It is possible that the JAGS trial demonstrated just that. The question to ask ourselves, then, is Is it time to panic?

I'd love to take a poll of readers (leave anonymous comments if you'd like) as to how many think that the above finding is 1) anything more than a little bit surprising, and 2) disturbing to them from a professional sense. My answers would be No and No. No to the second because I believe what I was taught and dutifully learned as a HPM fellow - in some cases goals determine prognosis. (Goals probably don't make much difference in advancing solid tumor malignancies, but for other diseases - dementia, COPD, CHF, etc. - people sometimes do get better with antibiotics, vents, etc. - if someone's survived the last 5 ICU stays there's no particular reason to think they're not going to survive the 6th - and if they make the decision for no more vents, antibiotics, ICUs, whatever then a good number of them will likely die a little earlier than otherwise - days, weeks, few months [but not likely longer than a few months for most patients with advanced illnesses]. Enough, though, that it could be measured in a trial....) Thus, sometimes the highest quality medical care, focusing on patient wishes and goals, will be life-shortening care. And that's an OK thing - in fact it's good as it's providing patients with the sorts of deaths they want - and these findings should be met with equanimity.
———
» TASKS FOR THIS EXERCISE:
a – In the excerpt on the JAGS trial, what did the writer learn as an HPM fellow?
b – Write the next part of the excerpt on the JAGS trial, picking up after its last sentence.
The data have nothing to do with any of this.
———
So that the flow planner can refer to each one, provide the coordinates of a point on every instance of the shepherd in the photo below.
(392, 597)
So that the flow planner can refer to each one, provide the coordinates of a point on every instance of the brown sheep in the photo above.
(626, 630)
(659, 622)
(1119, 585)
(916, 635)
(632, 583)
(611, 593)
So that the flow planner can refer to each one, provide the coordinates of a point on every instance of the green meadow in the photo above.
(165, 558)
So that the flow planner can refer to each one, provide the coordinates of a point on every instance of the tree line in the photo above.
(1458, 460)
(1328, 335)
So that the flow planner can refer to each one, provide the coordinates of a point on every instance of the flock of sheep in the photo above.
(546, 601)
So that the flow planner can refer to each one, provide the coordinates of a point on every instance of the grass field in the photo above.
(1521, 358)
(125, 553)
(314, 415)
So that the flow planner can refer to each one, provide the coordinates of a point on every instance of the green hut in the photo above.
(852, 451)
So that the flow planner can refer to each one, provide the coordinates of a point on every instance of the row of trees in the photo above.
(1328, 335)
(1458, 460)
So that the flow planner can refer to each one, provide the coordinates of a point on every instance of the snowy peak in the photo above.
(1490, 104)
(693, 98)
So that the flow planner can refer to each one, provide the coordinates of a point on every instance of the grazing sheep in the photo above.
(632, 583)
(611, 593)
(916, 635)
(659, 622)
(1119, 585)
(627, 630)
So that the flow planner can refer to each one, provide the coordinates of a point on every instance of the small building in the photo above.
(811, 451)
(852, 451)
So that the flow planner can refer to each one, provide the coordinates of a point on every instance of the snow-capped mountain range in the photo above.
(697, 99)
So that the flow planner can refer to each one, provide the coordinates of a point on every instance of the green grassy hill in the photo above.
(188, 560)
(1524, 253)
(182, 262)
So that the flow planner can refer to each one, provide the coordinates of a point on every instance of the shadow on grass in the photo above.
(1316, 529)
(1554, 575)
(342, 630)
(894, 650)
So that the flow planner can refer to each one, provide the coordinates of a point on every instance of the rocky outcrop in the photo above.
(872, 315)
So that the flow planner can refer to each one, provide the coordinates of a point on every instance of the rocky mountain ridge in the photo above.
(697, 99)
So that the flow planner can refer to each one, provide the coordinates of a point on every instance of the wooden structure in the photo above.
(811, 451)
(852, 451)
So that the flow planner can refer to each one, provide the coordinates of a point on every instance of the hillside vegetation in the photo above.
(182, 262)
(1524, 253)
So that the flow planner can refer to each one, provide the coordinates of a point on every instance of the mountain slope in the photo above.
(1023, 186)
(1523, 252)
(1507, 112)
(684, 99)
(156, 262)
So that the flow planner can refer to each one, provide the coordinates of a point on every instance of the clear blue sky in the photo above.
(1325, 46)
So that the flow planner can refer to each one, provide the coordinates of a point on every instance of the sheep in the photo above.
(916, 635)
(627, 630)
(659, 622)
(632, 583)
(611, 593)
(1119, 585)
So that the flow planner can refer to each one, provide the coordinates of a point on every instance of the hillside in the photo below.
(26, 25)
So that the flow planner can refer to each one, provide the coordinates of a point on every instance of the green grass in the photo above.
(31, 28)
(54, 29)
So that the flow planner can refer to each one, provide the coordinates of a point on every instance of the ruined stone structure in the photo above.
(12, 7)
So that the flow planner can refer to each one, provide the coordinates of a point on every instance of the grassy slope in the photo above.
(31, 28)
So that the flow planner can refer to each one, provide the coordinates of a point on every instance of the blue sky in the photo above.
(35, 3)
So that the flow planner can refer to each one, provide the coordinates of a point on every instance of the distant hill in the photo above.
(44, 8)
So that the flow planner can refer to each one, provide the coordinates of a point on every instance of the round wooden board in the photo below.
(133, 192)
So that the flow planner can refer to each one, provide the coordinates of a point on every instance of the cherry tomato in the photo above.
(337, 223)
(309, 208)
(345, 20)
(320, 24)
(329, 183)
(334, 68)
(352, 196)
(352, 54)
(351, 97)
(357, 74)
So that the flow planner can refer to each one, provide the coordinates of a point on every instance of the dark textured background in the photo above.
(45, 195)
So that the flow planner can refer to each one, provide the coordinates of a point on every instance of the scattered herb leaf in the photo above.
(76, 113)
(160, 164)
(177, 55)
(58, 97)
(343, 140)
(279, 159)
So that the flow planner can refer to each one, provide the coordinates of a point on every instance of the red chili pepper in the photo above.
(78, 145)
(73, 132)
———
» ANSWERS PER TASK:
a – That in some cases goals determine prognosis.

b –
The question, for me, is that just because we're all comfy with this, if subsequent trials/studies reproduce these findings are patients/families, other clinicians, and policy makers going to be groovy with this as well? And if we're in a position in which we're very solidly comfortable as a professional community with the whole quality>quantity balance in advanced illness and others aren't then, well, there may be some issues. This is what I'm gnashing my teeth about a little, and am young enough not to have much perspective on this, and am curious as to what people who've been doing this much longer than me think. There has been a push by some within our community to deliberately de-link palliative care with death/dying/end of life care/hospice etc. I don't deny this is the right thing to do (not to get us out of the care of the dying - which, I suspect, motivates most of us clinically - but to remove the barriers to palliative care for 'non-dying' patients with chronic illnesses etc.) - so what does it do to our message if it's shown that palliative care (even if it's high quality, patient-centered medical care, and even if it's only in certain populations like the homebound chronically ill) 'hastens' death? 'Hastens' seems so bloody wrong there, doesn't it? But in a medical (and research?) culture in which mortality and survival are the premiere outcomes of merit, and in which death is medicalized and not seen as natural or ok/right, if you give 50 people X and 50 people Usual Care and the X people die a little quicker then you've 'hastened death,' even if all you've done is allowed some patients to die in the manner of their choosing so to speak.

I'm trying to think of what my patients would have to say about all of this, and I think most of them wouldn't have any problems with this: they get the whole quality>quantity thing (and, arguably, 'patients' have always been way ahead of the curve on this than docs have anyway....). I find that reassuring. However, there's a minority of my patients who would not 'get' or accept that, who are unwilling to contemplate any treatment limiting steps (outside of the period of imminent death where pretty much everyone says they want to 'be comfortable'), and for whom anything associating palliative care with treatment limitations or God forbid 'hastened death' would be a major barrier to them accepting our services.